*The exercise*. Arrange every line below as a Markdown table with the columns Row and Line, numbering each row and omitting blank lines. Leave the pictures out of the table.

Begin Material provided

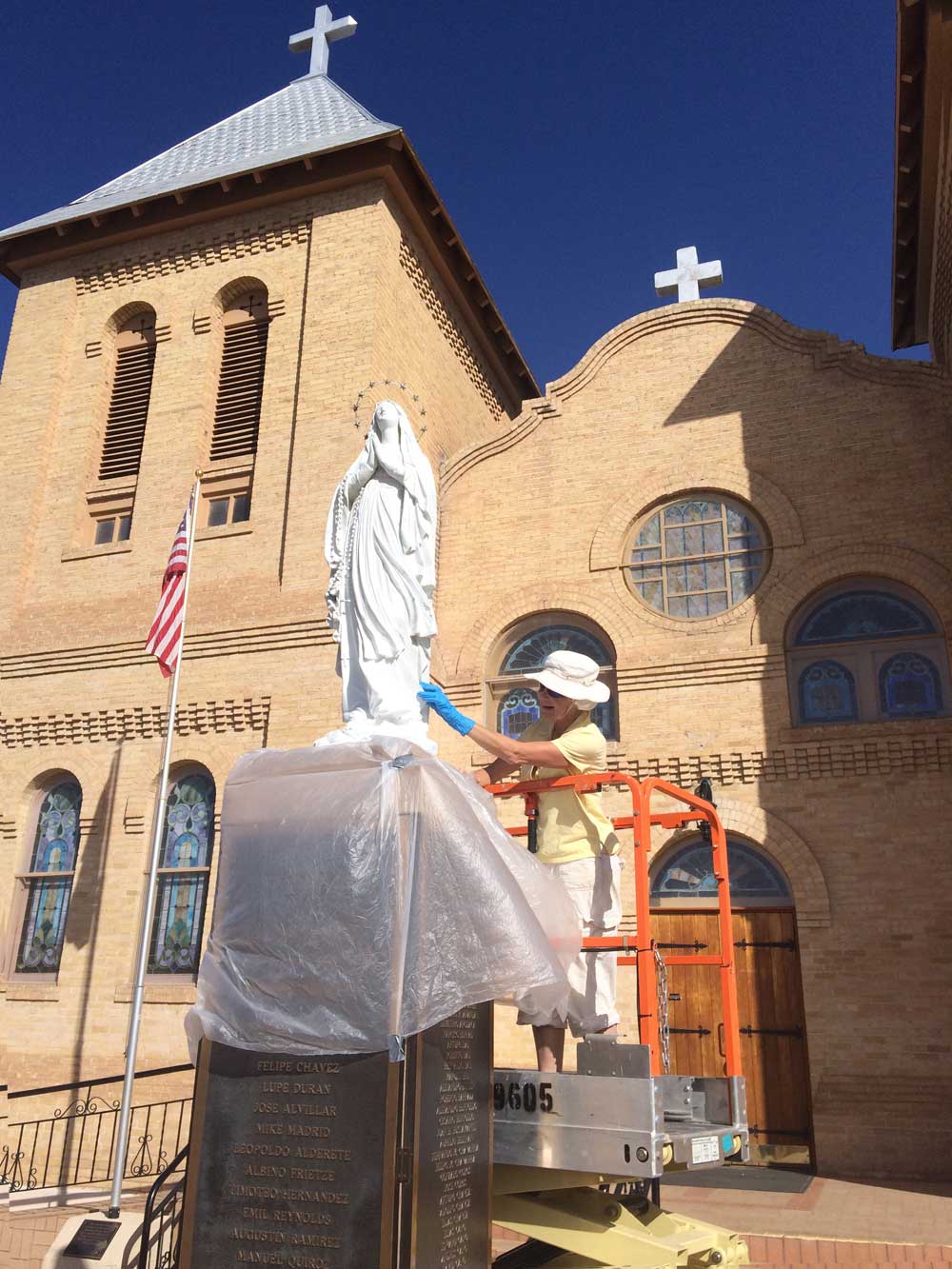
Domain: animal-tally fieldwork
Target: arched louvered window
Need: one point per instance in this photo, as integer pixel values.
(49, 880)
(864, 650)
(238, 410)
(185, 865)
(129, 400)
(514, 704)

End Material provided

*Result*.
| Row | Line |
|---|---|
| 1 | Domain: animal-tally fieldwork |
| 2 | Target: arched louvered window |
| 3 | Need: one point per instance in this photo, as integer pixel values. |
| 4 | (49, 880) |
| 5 | (864, 650) |
| 6 | (238, 410) |
| 7 | (185, 865) |
| 8 | (129, 400) |
| 9 | (514, 704) |